#### [Entries from a dataset]

>>

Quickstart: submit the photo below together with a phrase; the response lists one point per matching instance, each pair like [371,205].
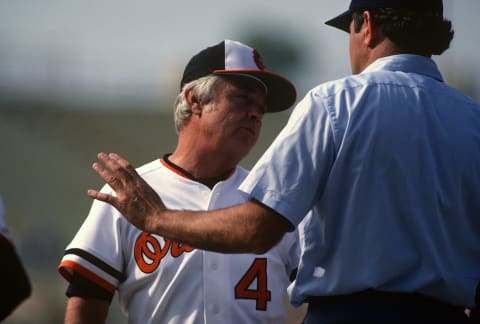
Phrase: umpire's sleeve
[14,281]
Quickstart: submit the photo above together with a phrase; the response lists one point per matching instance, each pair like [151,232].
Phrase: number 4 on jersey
[258,271]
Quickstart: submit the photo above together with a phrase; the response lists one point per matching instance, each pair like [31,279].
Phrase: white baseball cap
[234,58]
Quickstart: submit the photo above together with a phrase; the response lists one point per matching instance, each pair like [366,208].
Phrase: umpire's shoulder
[337,87]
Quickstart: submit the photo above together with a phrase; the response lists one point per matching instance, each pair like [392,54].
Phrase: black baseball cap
[343,20]
[235,58]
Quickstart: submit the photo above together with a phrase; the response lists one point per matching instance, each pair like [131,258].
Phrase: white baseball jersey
[160,281]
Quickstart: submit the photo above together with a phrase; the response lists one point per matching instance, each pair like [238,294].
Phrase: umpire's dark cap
[234,58]
[343,20]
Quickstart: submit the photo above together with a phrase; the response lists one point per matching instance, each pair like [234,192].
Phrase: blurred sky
[116,50]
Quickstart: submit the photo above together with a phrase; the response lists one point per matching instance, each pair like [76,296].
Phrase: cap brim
[341,21]
[281,92]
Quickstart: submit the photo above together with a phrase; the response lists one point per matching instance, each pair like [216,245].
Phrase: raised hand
[133,198]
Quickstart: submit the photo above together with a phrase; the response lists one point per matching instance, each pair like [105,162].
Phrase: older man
[225,91]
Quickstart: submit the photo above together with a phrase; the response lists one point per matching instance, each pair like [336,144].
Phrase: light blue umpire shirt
[389,162]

<<

#### [Prompt]
Starting at the line that contains "pair like [366,208]." and ending at the last line, write those lines out again, substituting "image" for "photo" and leaving everything else unchanged.

#### [The response]
Quickstart: submit the image above together with a phrase; the response lists one point per matching instance, each pair like [366,208].
Phrase: umpire's shoulder
[337,87]
Quickstart: submit the image above together with a phrase; the response lists one point per matching instance, each pair like [392,54].
Phrase: black baseball cap
[343,20]
[235,58]
Quickstart: submit the image above together with a phrase; the response lists one point per matching instance, each pair like [131,258].
Phrase: white baseball jersey
[160,281]
Quickstart: submit the image above together with a phrase; the response lists one point per matching instance, each pair like [238,294].
Phrase: umpire's dark cap
[234,58]
[343,20]
Quickstart: submit the image above together with a phrase; the response lists one point per matching instance, each pair like [234,192].
Phrase: blurred sky
[116,50]
Quickstart: submit the image above together with a phrase; the response lists one point per matching instance, each pair like [76,296].
Phrase: cap brim
[341,21]
[281,92]
Quickstart: submit the image above together with a phrase; the response lists one point per matching instance, each pair like [216,245].
Phrase: raised hand
[133,198]
Quickstart: submit the image above together with a phrase; the response lists one point per matching instance, each pair like [105,162].
Phrase: older man
[225,91]
Quickstart: submit the image above together with a phrase; the response lists one point per matching instance, each pair like [336,144].
Phrase: light blue umpire shirt
[389,162]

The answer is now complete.